+Let $r_k = b-Ax_k$, where $x_k$ is the approximation of the solution after the
+$k$-th iterate of TSIRM.
+We will prove by a mathematical induction that, for each $k \in \mathbb{N}^\ast$,
+$||r_m|| \leqslant \left(1-\dfrac{\alpha}{\beta}\right)^{\frac{m}{2}} ||r_0||.$
+
+The base case is obvious, as for $k=1$, the TSIRM algorithm simply consists in applying GMRES($m$) once, leading to a new residual $r_1$ which follows the inductive hypothesis due to Proposition~\ref{prop:saad}.
+
+Suppose now that the claim holds for all $m=1, 2, \hdots, k-1$, that is, $\forall m \in \{1,2,\hdots, k-1\}$, $||r_m|| \leqslant \left(1-\dfrac{\alpha}{\beta}\right)^{\frac{m}{2}} ||r_0||$.
+We will show that the statement holds too for $r_k$. Two situations can occur:
+\begin{itemize}
+\item If $k \mod m \neq 0$, then the TSIRM algorithm consists in executing GMRES once. In that case, we obtain $||r_k|| \leqslant \left(1-\dfrac{\alpha}{\beta}\right)^{\frac{m}{2}} ||r_{k-1}||\leqslant \left(1-\dfrac{\alpha}{\beta}\right)^{\frac{m}{2}} ||r_0||$.

§ AIM 1:
Return the records verbatim, beginning at their first line and continuing through the line containing "[122,64,238,151]".
The text and the records come from separate, unrelated sources.

§ MATERIAL PROVIDED:

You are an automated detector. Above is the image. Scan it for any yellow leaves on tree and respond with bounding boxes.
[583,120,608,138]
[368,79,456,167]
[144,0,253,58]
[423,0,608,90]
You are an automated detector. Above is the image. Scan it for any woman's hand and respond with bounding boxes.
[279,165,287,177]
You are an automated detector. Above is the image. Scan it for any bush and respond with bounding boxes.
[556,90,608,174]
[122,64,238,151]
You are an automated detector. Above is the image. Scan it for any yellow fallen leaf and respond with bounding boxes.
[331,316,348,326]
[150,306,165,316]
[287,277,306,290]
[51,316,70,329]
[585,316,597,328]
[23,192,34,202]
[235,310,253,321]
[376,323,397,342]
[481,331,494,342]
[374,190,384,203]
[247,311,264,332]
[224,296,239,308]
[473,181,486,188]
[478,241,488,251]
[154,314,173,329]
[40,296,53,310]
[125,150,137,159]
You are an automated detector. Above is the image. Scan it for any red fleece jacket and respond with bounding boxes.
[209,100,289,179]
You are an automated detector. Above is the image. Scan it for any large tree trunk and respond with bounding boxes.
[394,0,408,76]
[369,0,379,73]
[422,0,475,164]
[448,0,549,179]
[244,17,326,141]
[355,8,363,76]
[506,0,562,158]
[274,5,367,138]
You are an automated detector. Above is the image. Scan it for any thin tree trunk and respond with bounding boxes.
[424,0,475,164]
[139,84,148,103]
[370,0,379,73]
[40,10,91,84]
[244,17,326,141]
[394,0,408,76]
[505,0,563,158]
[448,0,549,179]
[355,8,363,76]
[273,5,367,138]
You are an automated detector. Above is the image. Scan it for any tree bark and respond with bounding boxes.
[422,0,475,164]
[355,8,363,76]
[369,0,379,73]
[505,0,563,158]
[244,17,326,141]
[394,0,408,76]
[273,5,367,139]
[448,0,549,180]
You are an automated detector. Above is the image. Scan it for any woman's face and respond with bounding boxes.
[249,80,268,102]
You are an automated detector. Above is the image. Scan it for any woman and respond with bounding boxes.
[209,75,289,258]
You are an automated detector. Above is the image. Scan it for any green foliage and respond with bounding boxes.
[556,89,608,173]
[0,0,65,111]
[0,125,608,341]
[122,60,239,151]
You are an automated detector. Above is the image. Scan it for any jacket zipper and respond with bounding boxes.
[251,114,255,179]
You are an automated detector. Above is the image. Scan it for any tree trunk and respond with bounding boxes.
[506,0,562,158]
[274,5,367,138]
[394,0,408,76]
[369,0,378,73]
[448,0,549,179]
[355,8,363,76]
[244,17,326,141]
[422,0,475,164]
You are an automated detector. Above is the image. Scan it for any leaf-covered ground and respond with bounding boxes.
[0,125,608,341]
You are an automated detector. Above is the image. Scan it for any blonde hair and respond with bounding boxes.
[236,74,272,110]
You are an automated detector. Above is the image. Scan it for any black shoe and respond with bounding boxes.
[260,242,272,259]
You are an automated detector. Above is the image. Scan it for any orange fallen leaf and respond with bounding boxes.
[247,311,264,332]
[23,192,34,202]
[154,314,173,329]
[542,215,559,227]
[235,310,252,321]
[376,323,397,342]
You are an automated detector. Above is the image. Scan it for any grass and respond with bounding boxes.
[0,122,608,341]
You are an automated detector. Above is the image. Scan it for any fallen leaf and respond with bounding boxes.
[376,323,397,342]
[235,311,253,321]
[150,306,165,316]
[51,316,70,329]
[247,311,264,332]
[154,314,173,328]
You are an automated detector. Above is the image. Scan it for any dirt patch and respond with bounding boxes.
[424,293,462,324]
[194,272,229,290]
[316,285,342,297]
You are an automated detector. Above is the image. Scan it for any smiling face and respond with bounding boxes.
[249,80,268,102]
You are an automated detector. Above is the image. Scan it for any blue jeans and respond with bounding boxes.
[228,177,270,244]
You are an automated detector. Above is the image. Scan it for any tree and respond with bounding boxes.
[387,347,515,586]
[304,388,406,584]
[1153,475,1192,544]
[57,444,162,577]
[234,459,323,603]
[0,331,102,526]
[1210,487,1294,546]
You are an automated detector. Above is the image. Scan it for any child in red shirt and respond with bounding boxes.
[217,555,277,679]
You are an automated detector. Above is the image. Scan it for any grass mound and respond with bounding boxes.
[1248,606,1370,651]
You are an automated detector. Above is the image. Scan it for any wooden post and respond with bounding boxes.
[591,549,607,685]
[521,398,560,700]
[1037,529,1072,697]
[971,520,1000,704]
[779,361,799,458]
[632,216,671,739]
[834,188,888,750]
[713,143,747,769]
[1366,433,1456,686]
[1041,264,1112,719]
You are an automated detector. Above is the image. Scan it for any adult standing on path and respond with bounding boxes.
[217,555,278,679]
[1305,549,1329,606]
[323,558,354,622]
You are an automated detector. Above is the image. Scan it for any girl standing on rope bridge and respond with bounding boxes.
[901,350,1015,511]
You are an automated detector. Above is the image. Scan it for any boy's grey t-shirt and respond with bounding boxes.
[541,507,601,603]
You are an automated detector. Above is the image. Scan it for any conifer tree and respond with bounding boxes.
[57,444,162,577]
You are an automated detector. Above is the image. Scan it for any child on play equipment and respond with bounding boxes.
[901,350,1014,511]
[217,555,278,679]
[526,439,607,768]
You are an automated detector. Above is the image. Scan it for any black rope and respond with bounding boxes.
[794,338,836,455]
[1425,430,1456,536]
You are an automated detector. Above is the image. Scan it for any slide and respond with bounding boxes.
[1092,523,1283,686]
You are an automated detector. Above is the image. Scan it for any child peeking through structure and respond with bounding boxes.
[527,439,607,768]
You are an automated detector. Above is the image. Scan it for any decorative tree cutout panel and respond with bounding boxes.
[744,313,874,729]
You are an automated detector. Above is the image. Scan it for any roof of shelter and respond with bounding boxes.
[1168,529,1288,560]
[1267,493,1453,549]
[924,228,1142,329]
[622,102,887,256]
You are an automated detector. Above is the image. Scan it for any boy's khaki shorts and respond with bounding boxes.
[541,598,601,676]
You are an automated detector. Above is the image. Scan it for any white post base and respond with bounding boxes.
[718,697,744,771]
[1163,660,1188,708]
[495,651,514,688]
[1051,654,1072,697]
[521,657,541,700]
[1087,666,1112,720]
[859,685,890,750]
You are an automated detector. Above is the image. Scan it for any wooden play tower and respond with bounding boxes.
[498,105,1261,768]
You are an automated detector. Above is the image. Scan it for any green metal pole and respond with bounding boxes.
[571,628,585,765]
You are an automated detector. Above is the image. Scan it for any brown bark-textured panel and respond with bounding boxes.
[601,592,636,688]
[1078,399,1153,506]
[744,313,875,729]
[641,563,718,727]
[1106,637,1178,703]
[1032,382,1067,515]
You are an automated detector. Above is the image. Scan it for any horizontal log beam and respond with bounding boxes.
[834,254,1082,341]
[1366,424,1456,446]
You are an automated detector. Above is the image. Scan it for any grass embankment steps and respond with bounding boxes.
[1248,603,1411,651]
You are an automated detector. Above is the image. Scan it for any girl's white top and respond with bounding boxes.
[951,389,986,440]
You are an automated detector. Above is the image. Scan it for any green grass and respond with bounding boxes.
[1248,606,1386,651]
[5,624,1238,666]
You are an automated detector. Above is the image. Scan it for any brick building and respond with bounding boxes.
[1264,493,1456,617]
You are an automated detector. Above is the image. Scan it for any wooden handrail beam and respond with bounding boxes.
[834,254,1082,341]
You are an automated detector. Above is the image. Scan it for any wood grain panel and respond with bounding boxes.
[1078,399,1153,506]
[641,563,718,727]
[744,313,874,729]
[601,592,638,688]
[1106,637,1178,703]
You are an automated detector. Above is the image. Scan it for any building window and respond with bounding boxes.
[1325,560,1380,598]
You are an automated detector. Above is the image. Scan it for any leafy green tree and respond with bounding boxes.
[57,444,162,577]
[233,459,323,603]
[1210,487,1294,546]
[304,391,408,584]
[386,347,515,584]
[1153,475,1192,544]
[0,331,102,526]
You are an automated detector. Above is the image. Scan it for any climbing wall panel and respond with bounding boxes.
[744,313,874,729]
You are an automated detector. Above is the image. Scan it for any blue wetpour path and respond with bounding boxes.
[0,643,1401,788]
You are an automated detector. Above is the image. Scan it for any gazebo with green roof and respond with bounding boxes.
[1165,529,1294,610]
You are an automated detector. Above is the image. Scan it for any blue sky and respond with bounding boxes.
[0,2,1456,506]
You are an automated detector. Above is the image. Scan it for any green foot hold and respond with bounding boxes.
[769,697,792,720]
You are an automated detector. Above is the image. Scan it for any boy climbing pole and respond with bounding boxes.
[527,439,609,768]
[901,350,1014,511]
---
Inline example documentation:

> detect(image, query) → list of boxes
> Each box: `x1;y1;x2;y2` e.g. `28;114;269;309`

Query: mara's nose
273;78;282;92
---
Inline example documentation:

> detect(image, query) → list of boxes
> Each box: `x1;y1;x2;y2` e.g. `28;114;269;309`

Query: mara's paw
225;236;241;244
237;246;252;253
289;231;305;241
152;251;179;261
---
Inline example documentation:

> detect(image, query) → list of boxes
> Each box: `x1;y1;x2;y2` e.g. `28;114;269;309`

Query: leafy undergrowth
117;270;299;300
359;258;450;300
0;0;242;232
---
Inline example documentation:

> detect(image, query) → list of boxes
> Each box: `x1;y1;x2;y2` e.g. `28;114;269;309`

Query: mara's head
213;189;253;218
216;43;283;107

§ AIM 2:
List every distinct residual symbol, written as r with a subscript, that appears in the TSIRM proof.

§ TASK SOLUTION 1:
You are an automated detector. Above is the image. Scan it for any yellow leaves on tree and respond with bounding boxes.
[583,120,608,138]
[368,79,456,167]
[144,0,253,58]
[423,0,608,90]
You are an automated detector. Above is the image. Scan it for any woman's hand and respond with bounding boxes.
[279,165,287,177]
You are an automated detector. Above is the image. Scan it for any bush and respond with bounding boxes.
[556,90,608,174]
[122,64,238,151]

§ TASK SOLUTION 2:
- r_k
- r_m
- r_0
- r_1
- r_{k-1}